> TASK TO CARRY OUT: Copy everything from the line containing "Locate the player's knee" down to the line containing "x=147, y=272", swapping each "player's" for "athlete's" and leaving the rest of those lines unchanged.

-- Start of DATA --

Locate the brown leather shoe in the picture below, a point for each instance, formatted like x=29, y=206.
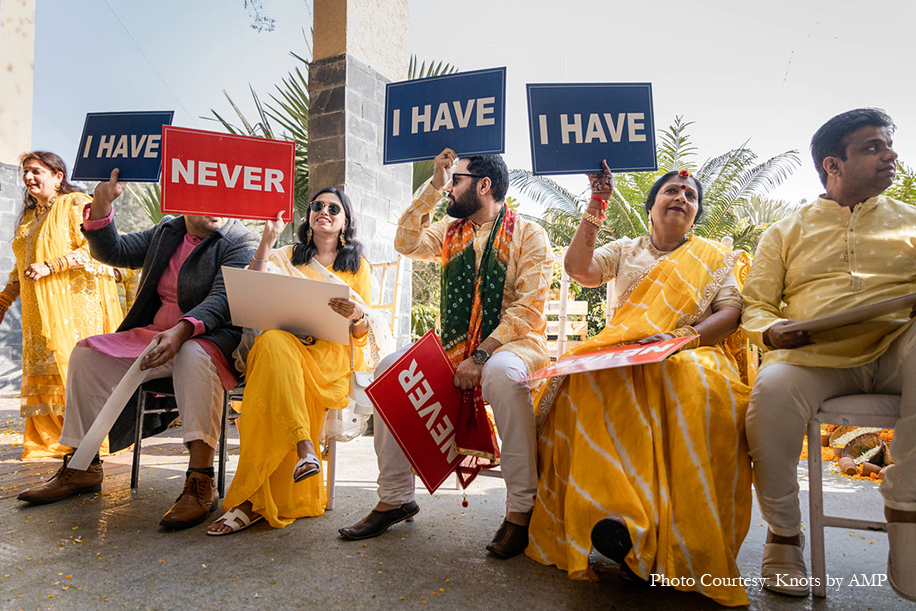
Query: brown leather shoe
x=510, y=540
x=65, y=483
x=378, y=522
x=196, y=501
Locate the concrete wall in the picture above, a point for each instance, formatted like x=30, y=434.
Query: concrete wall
x=11, y=329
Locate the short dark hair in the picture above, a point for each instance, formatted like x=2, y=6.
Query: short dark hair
x=349, y=255
x=830, y=139
x=658, y=184
x=494, y=168
x=52, y=162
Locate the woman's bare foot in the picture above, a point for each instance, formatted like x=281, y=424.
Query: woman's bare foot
x=305, y=469
x=220, y=525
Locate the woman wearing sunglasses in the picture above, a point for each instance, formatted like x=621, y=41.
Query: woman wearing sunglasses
x=291, y=381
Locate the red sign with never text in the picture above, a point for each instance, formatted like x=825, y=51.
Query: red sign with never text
x=618, y=356
x=418, y=400
x=212, y=174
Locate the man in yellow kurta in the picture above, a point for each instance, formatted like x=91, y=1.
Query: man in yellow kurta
x=851, y=247
x=496, y=270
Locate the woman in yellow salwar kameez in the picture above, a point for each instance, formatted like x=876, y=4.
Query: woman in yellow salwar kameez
x=292, y=381
x=65, y=294
x=649, y=463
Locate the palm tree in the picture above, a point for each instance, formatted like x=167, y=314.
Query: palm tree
x=731, y=182
x=285, y=117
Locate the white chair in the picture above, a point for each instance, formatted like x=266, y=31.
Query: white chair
x=853, y=410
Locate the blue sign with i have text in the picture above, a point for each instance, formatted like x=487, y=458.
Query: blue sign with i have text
x=129, y=141
x=465, y=112
x=574, y=126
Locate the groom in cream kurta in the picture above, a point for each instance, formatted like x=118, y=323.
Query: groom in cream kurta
x=851, y=247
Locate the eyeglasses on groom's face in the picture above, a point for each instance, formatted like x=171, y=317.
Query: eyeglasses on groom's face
x=455, y=176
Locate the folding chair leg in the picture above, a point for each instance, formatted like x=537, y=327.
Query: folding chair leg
x=223, y=451
x=332, y=474
x=816, y=510
x=135, y=467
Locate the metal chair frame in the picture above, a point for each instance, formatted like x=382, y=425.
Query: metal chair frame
x=857, y=410
x=165, y=387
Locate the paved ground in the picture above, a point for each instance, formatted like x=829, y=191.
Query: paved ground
x=107, y=550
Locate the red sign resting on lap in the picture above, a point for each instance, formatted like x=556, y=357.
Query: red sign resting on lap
x=618, y=356
x=418, y=400
x=212, y=174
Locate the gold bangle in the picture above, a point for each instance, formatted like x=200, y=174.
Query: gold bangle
x=591, y=218
x=684, y=332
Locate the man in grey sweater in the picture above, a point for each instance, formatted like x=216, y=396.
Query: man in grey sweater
x=182, y=307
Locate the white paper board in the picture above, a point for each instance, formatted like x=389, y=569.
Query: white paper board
x=113, y=407
x=265, y=301
x=853, y=315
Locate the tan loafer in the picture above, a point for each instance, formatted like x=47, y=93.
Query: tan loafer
x=64, y=484
x=784, y=569
x=198, y=498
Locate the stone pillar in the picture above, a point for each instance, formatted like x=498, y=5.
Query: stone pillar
x=17, y=58
x=358, y=47
x=11, y=329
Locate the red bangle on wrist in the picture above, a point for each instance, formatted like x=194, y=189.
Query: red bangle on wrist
x=603, y=203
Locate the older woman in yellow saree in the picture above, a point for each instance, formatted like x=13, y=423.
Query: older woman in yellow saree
x=66, y=296
x=292, y=381
x=649, y=463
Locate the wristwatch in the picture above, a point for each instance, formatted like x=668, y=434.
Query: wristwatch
x=480, y=356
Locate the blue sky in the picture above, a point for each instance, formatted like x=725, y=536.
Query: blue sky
x=768, y=73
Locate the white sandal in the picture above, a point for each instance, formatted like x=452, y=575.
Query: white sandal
x=310, y=459
x=239, y=521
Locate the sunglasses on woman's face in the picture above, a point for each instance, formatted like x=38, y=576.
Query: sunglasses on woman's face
x=333, y=209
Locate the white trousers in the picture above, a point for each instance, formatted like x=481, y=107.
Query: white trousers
x=514, y=414
x=785, y=397
x=92, y=376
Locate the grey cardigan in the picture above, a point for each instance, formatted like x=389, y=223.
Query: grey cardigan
x=201, y=292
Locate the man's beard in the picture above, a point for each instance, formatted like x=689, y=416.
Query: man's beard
x=467, y=204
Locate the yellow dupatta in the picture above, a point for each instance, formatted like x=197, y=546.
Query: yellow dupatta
x=673, y=293
x=57, y=236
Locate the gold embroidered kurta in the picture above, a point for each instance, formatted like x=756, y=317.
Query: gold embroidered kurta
x=826, y=258
x=522, y=327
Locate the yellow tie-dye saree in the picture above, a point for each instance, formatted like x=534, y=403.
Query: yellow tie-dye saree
x=661, y=446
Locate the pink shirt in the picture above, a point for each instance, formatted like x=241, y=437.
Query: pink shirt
x=130, y=343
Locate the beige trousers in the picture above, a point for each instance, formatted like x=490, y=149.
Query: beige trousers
x=92, y=376
x=786, y=396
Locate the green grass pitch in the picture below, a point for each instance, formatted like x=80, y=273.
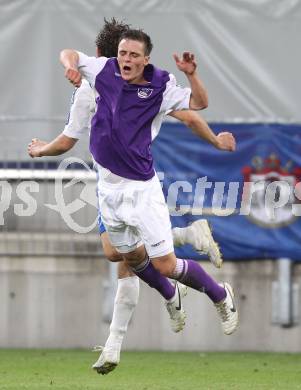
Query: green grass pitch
x=70, y=369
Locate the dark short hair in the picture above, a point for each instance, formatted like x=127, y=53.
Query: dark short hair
x=141, y=36
x=108, y=38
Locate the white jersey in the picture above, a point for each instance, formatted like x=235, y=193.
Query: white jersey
x=81, y=111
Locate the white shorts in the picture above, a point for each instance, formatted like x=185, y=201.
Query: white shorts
x=135, y=213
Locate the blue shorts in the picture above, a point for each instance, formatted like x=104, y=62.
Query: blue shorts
x=101, y=226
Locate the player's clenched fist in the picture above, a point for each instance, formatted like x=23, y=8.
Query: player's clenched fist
x=74, y=76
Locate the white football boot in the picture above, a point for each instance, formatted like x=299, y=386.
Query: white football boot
x=202, y=240
x=228, y=311
x=108, y=360
x=175, y=308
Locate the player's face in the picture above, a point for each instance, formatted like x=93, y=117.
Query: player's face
x=132, y=60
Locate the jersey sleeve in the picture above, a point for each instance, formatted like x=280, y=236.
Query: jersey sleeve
x=175, y=97
x=81, y=111
x=89, y=67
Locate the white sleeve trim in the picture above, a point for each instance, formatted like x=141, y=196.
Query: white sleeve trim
x=90, y=66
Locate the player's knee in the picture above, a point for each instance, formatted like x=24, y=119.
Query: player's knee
x=165, y=267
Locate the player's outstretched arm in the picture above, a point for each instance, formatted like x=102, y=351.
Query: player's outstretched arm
x=188, y=65
x=222, y=141
x=60, y=145
x=69, y=59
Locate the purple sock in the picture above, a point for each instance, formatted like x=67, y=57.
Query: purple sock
x=191, y=274
x=147, y=272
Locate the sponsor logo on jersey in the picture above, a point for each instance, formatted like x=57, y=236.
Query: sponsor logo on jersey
x=268, y=172
x=144, y=93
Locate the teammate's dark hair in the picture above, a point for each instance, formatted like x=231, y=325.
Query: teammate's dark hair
x=141, y=36
x=108, y=38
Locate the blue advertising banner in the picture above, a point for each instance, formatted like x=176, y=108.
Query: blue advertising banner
x=251, y=197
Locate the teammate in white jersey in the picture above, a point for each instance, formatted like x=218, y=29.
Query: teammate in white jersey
x=197, y=234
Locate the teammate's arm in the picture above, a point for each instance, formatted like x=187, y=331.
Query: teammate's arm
x=222, y=141
x=188, y=65
x=61, y=144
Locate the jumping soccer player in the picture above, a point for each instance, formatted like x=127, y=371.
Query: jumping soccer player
x=133, y=98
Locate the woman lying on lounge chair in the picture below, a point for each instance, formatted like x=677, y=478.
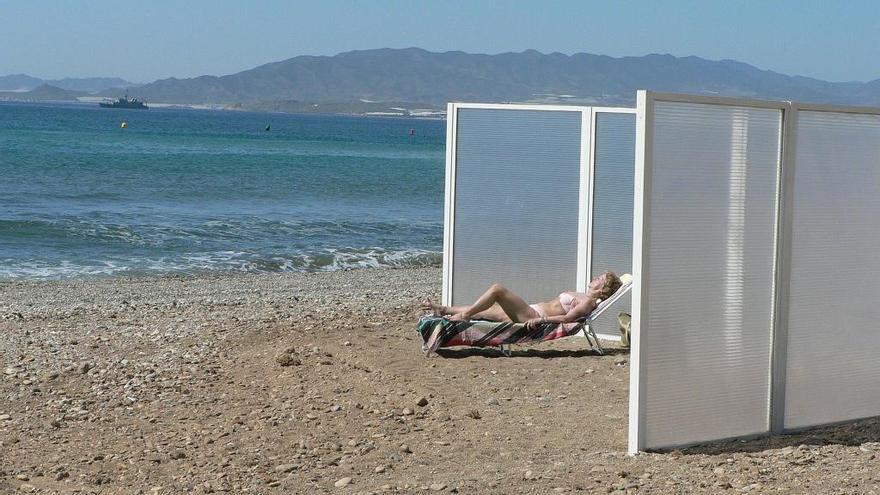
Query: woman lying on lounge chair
x=501, y=304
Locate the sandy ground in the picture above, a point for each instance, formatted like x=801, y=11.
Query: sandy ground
x=315, y=383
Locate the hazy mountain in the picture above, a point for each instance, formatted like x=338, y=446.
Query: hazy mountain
x=416, y=75
x=23, y=82
x=43, y=92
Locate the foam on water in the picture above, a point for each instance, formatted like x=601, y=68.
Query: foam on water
x=184, y=191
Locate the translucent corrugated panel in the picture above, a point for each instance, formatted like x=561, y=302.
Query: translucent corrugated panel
x=613, y=171
x=516, y=202
x=833, y=368
x=709, y=248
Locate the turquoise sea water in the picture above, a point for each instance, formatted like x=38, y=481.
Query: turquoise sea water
x=190, y=191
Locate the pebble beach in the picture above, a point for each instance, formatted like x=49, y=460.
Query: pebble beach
x=315, y=383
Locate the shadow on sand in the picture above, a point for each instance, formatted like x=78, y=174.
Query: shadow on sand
x=494, y=352
x=851, y=434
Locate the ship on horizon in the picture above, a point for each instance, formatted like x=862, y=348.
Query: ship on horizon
x=124, y=102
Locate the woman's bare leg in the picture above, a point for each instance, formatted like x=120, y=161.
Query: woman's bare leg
x=514, y=307
x=495, y=313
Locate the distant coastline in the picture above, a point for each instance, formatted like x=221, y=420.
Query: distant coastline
x=307, y=109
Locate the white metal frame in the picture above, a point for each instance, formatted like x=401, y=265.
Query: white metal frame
x=782, y=248
x=641, y=226
x=587, y=245
x=585, y=199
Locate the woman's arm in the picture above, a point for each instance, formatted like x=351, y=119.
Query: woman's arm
x=582, y=309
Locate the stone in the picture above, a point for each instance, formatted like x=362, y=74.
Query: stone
x=286, y=468
x=286, y=359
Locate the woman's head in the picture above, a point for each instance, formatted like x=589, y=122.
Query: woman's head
x=606, y=285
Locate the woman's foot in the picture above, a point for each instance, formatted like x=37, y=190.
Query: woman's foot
x=459, y=317
x=435, y=309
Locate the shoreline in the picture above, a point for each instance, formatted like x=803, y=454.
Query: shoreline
x=28, y=297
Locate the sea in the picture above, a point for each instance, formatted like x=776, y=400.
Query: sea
x=182, y=191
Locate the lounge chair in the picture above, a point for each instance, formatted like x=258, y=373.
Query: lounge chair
x=437, y=332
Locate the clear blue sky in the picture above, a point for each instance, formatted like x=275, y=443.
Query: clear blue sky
x=147, y=40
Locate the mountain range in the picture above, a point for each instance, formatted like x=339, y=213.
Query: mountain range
x=23, y=83
x=416, y=77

-- End of DATA --

> RESPONSE FOR THIS EXERCISE:
Locate the athlete's knee in the picture above, a point for each instance, formatted like x=24, y=119.
Query: athlete's knee
x=165, y=267
Locate the athlete's outstretched arm in the picture above, a point for each instance, formatted like x=102, y=351.
Query: athlete's outstretched arm
x=188, y=65
x=222, y=141
x=60, y=145
x=69, y=59
Locate the purple sock in the picture above, a point for each instance, formatted like x=67, y=57.
Query: purple sock
x=191, y=274
x=147, y=272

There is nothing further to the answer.